**INPUT FOR THIS TASK**
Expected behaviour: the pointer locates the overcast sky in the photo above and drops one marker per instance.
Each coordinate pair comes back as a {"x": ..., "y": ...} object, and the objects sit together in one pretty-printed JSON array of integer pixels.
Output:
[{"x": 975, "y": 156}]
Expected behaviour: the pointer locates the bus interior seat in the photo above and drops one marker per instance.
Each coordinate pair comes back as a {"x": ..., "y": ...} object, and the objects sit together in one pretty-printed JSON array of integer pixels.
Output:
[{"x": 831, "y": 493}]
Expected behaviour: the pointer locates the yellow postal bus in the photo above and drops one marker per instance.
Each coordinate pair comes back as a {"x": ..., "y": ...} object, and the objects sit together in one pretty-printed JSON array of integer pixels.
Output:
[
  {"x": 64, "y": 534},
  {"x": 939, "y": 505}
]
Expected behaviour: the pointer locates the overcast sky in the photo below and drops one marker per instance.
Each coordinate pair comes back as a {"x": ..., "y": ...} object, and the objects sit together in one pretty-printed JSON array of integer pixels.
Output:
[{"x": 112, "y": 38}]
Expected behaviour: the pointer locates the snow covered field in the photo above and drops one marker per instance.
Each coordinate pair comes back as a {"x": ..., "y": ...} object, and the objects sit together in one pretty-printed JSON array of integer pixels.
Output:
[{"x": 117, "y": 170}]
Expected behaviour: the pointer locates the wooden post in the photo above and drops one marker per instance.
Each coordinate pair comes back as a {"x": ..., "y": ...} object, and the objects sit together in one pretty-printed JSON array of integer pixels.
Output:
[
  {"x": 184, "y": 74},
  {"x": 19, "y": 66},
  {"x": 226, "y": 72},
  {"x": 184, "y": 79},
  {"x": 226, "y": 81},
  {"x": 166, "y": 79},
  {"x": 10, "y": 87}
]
* * *
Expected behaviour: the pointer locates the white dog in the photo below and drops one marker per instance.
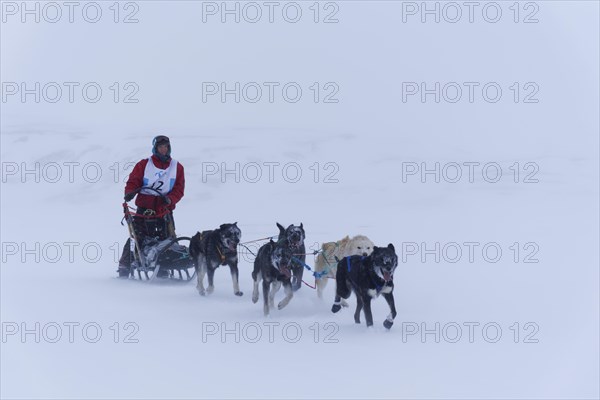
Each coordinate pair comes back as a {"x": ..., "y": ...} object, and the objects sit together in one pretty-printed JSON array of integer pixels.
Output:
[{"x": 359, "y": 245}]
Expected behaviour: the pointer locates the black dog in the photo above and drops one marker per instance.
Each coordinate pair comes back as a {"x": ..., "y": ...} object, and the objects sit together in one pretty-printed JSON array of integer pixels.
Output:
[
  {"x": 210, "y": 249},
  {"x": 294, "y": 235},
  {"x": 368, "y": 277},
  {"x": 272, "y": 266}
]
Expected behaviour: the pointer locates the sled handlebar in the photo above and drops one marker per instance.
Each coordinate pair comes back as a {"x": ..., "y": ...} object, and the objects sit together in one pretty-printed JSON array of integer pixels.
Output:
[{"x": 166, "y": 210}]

**PROBLEM DESCRIPTION**
Gather every line of the listing above that contains the word "overcast", and copy each one out. Case counts.

**SOLUTION TO THIS EXERCISE**
Expected behaviour: the pointer locates the overcast sky in the photo above and drops one marker per instance.
Expected behaviour: the pointer locates the overcast sky in the photo below and drops one marker per instance.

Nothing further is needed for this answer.